Brief
Restate the whole listing exactly.
— Start Provided records —
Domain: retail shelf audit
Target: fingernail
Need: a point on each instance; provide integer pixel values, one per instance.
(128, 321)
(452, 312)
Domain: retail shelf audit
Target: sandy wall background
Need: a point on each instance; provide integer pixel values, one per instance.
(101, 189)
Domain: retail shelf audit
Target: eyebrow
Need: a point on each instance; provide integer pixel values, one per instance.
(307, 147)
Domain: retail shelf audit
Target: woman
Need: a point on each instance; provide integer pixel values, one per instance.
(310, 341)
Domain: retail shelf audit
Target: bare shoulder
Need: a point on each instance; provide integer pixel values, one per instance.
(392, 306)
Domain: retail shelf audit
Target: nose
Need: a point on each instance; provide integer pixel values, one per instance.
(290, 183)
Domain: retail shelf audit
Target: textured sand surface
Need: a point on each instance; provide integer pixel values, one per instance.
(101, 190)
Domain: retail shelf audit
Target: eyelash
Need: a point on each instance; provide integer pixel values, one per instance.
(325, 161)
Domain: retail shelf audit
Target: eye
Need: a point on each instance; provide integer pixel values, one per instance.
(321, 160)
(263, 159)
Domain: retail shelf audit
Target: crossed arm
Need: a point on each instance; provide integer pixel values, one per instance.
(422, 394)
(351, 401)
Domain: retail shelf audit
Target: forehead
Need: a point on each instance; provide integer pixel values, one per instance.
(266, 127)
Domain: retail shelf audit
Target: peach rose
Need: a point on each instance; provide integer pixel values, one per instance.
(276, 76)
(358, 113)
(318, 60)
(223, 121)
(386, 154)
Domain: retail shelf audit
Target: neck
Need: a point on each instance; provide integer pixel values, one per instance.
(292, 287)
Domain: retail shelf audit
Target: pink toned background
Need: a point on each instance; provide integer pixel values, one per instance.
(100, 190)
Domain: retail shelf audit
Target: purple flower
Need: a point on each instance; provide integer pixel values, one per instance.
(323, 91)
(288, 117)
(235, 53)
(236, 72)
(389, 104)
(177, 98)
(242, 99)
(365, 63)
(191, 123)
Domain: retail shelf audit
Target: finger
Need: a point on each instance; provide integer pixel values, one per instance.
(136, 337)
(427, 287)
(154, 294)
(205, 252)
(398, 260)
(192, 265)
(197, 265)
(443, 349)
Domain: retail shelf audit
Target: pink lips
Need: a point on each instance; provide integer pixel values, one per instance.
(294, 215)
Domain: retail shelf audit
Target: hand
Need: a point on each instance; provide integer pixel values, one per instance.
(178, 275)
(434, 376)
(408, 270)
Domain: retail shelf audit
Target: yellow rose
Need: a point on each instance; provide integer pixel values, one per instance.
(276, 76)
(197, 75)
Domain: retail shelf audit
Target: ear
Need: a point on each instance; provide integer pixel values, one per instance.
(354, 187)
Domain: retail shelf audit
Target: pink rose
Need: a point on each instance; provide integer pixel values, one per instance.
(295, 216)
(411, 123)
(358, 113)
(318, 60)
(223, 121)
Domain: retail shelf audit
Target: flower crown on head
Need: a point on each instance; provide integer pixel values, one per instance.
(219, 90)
— End Provided records —
Output below
Domain: retail shelf audit
Target: fingernail
Need: a point on each instance; provide integer pixel values, one per instance.
(128, 321)
(452, 312)
Domain: retail shelf audit
Target: sandy wall background
Need: a point on each instance; provide integer pixel values, one per instance.
(101, 189)
Domain: retail shelf audit
Target: eyebrow
Need: a point on each instance; provide integer pixel values, one per instance.
(307, 147)
Domain: retail shelf audit
Target: woman
Need: a point on each instance; provide integer pixel values, one per instance.
(310, 341)
Domain: retail shelf audit
Target: bare shoulder
Need: a point on each instance; provide integer pixel values, one per instance.
(392, 306)
Domain: retail shelf audit
Target: nose
Need: a point on each instance; provide integer pixel values, one per instance.
(290, 183)
Domain: retail shelf audit
Target: textured sand surface
Need: a point on each instance; provide integer pixel values, one per instance.
(101, 190)
Domain: retail shelf audit
Target: eyelash
Need: a point on each instance; provide integer pixel values, one per instance.
(325, 161)
Domain: retail shelf audit
Target: eye
Need: a point on each instance; provide integer pixel values, one per instance.
(321, 160)
(263, 159)
Domain: retail shelf audit
Target: crossed arm
Need: a point on each instance; provide integer pixel values, one per instance.
(422, 394)
(351, 401)
Domain: retail shelf audit
Target: forehead
Need: a point on each instance; provide integer pixel values, one per instance.
(266, 127)
Domain: retail shelf audit
Target: peach rose
Need: a point on each instance; provide integer pixel values, one per instance.
(276, 76)
(358, 113)
(318, 60)
(223, 121)
(386, 154)
Domain: retail shelf audit
Target: neck
Need: a point on each instance; provide integer pixel values, one per instance.
(292, 287)
Domain: retail shelf audit
Target: pink toned background
Need: a point on each instance; provide integer pixel values, one per instance.
(100, 190)
Domain: retail shelf audit
Target: purple flower
Need: a point on each instance; provide integer pixel values, one per instance.
(323, 91)
(288, 117)
(235, 53)
(236, 72)
(389, 104)
(177, 98)
(242, 99)
(365, 63)
(191, 123)
Domain: retail shelf audit
Target: finger
Need: a point on each instance; provide integer pixel values, one per instance.
(136, 337)
(427, 287)
(154, 294)
(205, 252)
(398, 260)
(192, 265)
(197, 265)
(443, 349)
Domain: retail shelf audit
Target: pink lips
Need: a point on each instance; provide integer pixel values, one per instance.
(294, 215)
Domain: retail shelf audit
Target: hand
Need: a point on each instance; provide integer pixel values, one per instance.
(178, 275)
(434, 376)
(408, 270)
Domain: retail shelf audit
Target: yellow rose
Need: a point on each instance; provide integer pixel values, one per instance.
(276, 76)
(197, 75)
Domain: retail shelf audit
Target: ear
Need: a point on each instance; provide integer pixel values, one per instance.
(354, 187)
Domain: retail shelf audit
Target: pink rose
Need: a point on each instance; provide integer pixel values, one per instance.
(295, 216)
(411, 123)
(358, 113)
(318, 60)
(223, 121)
Domain: retail shelf audit
Target: flower crown on head
Need: a point on each instance; provide integer pixel values, one per instance.
(219, 90)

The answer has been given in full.